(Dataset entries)
▬▬▬▬▬▬
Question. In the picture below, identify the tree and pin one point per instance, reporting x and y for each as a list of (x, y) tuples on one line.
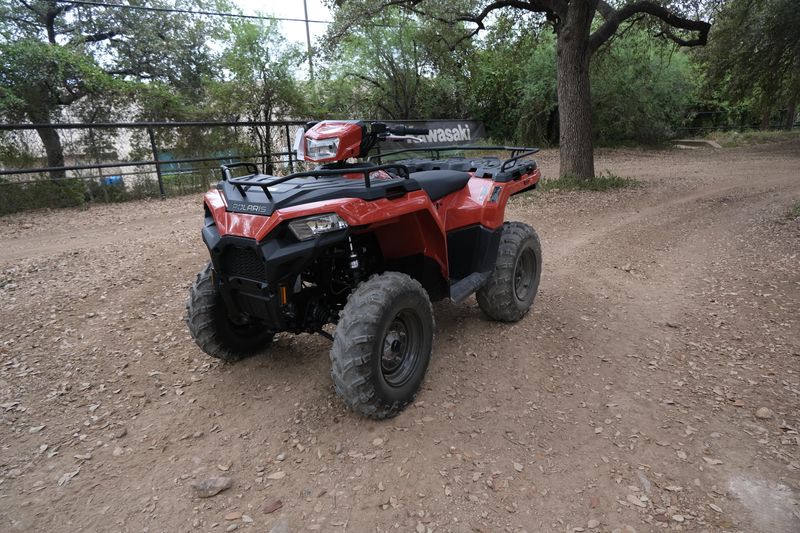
[(54, 54), (396, 66), (754, 55), (578, 37), (257, 82)]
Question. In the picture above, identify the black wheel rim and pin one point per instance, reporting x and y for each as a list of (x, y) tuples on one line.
[(400, 348), (524, 273)]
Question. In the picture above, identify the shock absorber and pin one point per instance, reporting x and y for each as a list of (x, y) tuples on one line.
[(354, 263)]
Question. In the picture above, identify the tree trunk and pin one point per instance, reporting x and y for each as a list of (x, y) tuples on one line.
[(765, 120), (574, 98), (52, 144), (790, 113)]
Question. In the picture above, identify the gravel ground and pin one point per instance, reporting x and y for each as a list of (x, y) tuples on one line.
[(655, 386)]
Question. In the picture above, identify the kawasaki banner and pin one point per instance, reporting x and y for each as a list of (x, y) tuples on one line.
[(440, 133)]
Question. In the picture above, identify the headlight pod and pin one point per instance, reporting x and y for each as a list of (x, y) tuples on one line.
[(321, 149), (309, 227)]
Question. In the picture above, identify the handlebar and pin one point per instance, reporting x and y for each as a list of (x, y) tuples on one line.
[(416, 131), (381, 129), (402, 129)]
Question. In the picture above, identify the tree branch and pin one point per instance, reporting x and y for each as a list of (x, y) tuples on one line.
[(614, 17), (97, 37)]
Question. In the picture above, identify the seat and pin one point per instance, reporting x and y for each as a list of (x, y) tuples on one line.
[(440, 183)]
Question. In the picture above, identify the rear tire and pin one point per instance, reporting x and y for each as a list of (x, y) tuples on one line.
[(510, 290), (382, 345), (212, 328)]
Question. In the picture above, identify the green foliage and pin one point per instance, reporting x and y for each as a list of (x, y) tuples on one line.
[(603, 182), (753, 56), (641, 90), (396, 67), (733, 139), (38, 194)]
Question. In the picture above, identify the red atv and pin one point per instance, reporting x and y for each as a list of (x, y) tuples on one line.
[(366, 246)]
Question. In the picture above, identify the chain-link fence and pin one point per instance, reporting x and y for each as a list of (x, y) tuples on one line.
[(114, 162)]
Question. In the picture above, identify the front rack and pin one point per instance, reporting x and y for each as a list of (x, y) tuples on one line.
[(264, 182), (517, 152)]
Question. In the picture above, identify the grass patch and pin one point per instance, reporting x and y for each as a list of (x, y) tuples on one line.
[(733, 139), (603, 182)]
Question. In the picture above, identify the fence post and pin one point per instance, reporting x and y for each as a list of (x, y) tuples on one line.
[(289, 147), (158, 163)]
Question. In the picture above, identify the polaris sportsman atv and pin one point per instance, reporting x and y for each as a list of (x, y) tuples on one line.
[(366, 246)]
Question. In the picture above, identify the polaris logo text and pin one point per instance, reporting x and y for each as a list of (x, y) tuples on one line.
[(250, 208), (439, 135)]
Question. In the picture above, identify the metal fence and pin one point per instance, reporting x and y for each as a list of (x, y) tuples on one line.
[(270, 143)]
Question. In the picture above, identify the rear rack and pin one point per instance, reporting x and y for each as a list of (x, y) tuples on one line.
[(517, 152), (264, 181)]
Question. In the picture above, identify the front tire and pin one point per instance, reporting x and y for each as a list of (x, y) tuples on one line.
[(382, 345), (510, 290), (213, 330)]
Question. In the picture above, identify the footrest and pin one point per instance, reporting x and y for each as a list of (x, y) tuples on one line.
[(460, 290)]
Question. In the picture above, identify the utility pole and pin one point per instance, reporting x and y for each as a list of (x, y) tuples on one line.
[(308, 41)]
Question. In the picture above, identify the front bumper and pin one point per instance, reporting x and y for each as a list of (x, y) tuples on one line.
[(249, 273)]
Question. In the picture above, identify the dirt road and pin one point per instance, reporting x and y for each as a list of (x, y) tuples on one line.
[(655, 386)]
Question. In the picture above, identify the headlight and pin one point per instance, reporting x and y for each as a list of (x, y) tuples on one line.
[(320, 149), (308, 228)]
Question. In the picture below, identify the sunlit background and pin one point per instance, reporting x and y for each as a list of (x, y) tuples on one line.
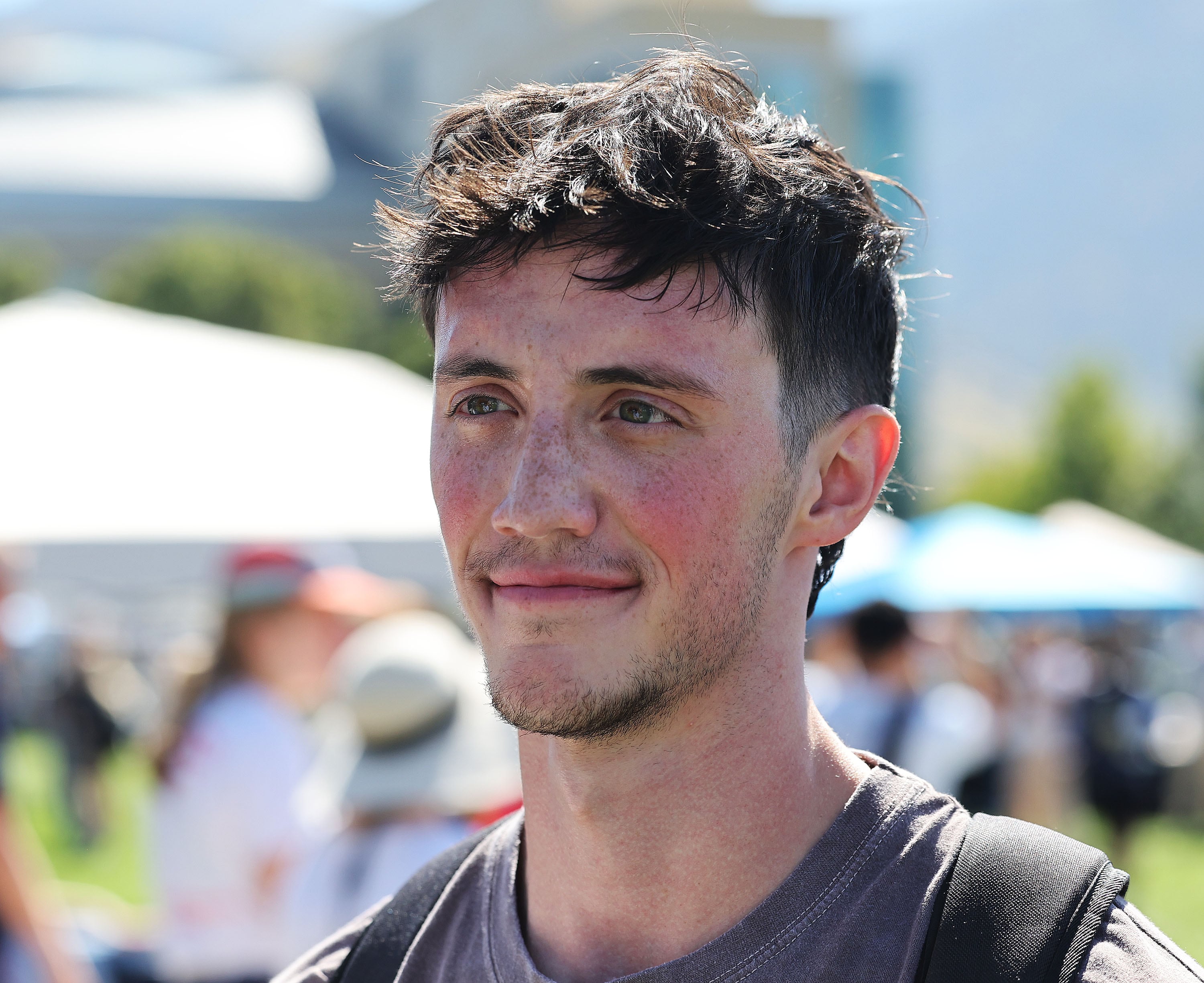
[(195, 353)]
▬▬▬▬▬▬
Work order
Exactly as written above, print every line of the data but not its pictures.

The completed task
Question. In the picture below, identify the tree and pin one point per instance, reporting x and y for each as a list of (x, y) tuples on one line.
[(54, 54), (396, 66), (754, 55), (578, 37), (257, 82)]
Question. In the picture above, identify the black wheel rim and pin one point per instance, reporting x and y for each as a list of (x, y) tuples on one line.
[(400, 348), (524, 273)]
Question. In the picture above, identify the shock absorber and pin one point per instance, reporting x and y for each as a list of (x, y) tuples on one line.
[(354, 263)]
Question. In the picture above, identify the tree trunk and pin one point per instance, reporting x and y for each as a list of (x, y) tuples on one line.
[(765, 120), (574, 98), (52, 144), (790, 113)]
Question. In the picture above, identify the gravel ground and pin one point per instance, reporting x and y for each as a list of (x, y) tuples on one line.
[(655, 386)]
Question. In the picture above, identify the kawasaki banner and pin one point per instance, reporting x and y for each as a list of (x, y) tuples on one line.
[(440, 133)]
Question. In the picture above, identify the headlight pod and pin one point per instance, reporting x and y for each as a list of (x, y) tuples on one line.
[(321, 149), (309, 227)]
Question. In the picture above, identify the handlebar and pin one point per instance, reporting x and y for each as a list of (x, y) tuples on one line.
[(416, 131), (381, 129), (402, 129)]
Question. In the picture above, identify the tree branch and pin one point per instance, reporting x and y for each as a list of (x, y) tuples on one line.
[(614, 17), (97, 37)]
Question. In the picture above, identify the seat and pin one point per instance, reporting x and y for each as a list of (x, y) tuples on one line.
[(440, 183)]
Question. In the picture above, identify the rear tire and pin one point per instance, reporting x and y for each as a list of (x, y) tuples on one line.
[(510, 290), (382, 345), (212, 328)]
Question. In the picture above, identify the green foliage and pin one point per instance, reporting x and y for each as a list of (x, y) tuples on one line.
[(603, 182), (753, 56), (641, 90), (396, 67), (733, 139), (38, 194)]
Question. In the picture above, identify the red atv and pin one point per instance, reporting x and y for each as a list of (x, y) tuples on one line.
[(366, 246)]
Question. In the picture above, identify the chain-link fence and pin one point per instance, reporting x and y for each as a list of (x, y) tuples on one line.
[(114, 162)]
Question. In the picture above, identify the front rack and pin one point per instance, reporting x and y for each as a list of (x, y) tuples on one line.
[(264, 182), (517, 152)]
Question. In the picture above, identify the grass patch and pin one point per instance, reporting x and y for each as a list of (x, y) tuples on one line.
[(733, 139), (603, 182)]
Question. In the picture above, identify the fence post and pin one point per instance, reporting x and y for each as a list of (x, y) tuples on one line.
[(289, 147), (158, 163)]
Question. In the picture above, identify the polaris sportsman atv and pin one point per instance, reporting x and y for each as a list of (x, y) tuples on one line.
[(366, 246)]
Question. In the picture above, identify the polaris logo text and pin one point per instance, reporting x and y for each as a list of (x, y) tuples on one line.
[(250, 208), (439, 135)]
Question. In the picture above, identify the metal fence and pin one point per instance, reporting x and y for each as a list of (x, y) tuples on one line.
[(270, 143)]
Question. In the picture above, identify the rear rack and pin one point per instance, reporting x and y for each as a list of (x, y) tuples on one line.
[(517, 152), (264, 181)]
Question. In the picture above, identify the front tire and pin one point per instance, reporting x and y for each as a list of (x, y) tuples on one line.
[(382, 345), (510, 290), (213, 330)]
Question. In the picture above, identify the footrest and pin one point per instance, reporting x and y for each as a list of (x, y) tuples on one line.
[(460, 290)]
Question. In the picture above, identify the utility pole and pin one point per instance, reporting x and y for each as a list of (x, y) tuples on one line.
[(308, 41)]
Question. In the picture above, identify the front bumper and pin one point per instance, reporting x and y for each as a list of (x, y) tuples on one line.
[(249, 273)]
Question. In the picture above, identify the dirt road and pin one point per instance, reporting x and y for each as a list of (x, y) tuples on one line.
[(655, 386)]
Question. In the picture above, identify the headlight and pin one point per instance, reporting x and y for each as a list of (x, y) tuples on one line.
[(320, 149), (308, 228)]
Question. In the picture below, identify the sunlit background and pin one point per instance, reporting x and y for each as a list of (x, y) tuples on one line.
[(195, 353)]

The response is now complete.